[Referring expression data]
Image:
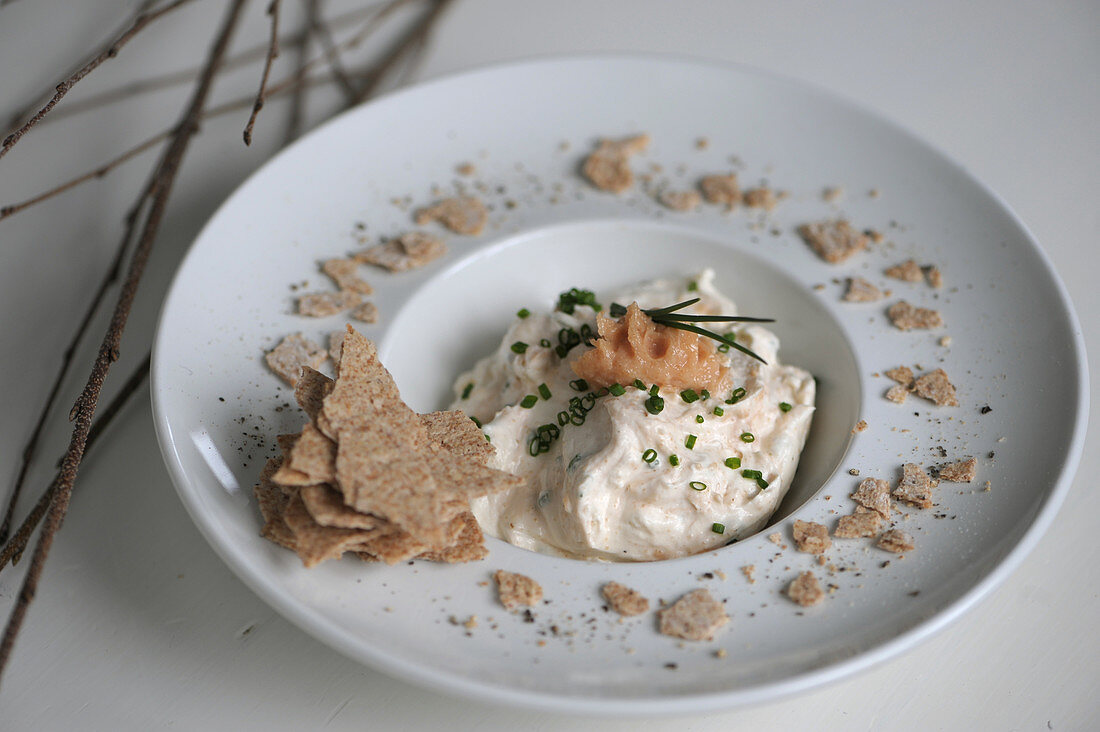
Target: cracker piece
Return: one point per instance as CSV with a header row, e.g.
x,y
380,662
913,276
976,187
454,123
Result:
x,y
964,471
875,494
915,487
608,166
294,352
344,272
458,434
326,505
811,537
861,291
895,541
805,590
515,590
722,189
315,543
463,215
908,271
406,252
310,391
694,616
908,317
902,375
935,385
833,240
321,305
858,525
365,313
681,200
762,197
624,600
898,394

--- Task description ---
Every line above is to be written out unchanged, with the pictures omitted.

--- Solution for this problem ---
Image:
Target: cracker piece
Return: one point per instance as CSV with a header row, e.g.
x,y
380,662
913,276
976,187
454,123
Result:
x,y
964,471
875,494
915,487
608,166
294,352
344,272
458,434
326,505
811,537
861,291
895,541
805,590
515,590
722,189
315,543
463,215
908,271
406,252
310,391
694,616
908,317
902,375
935,385
833,240
321,305
858,525
365,313
681,200
762,197
624,600
898,394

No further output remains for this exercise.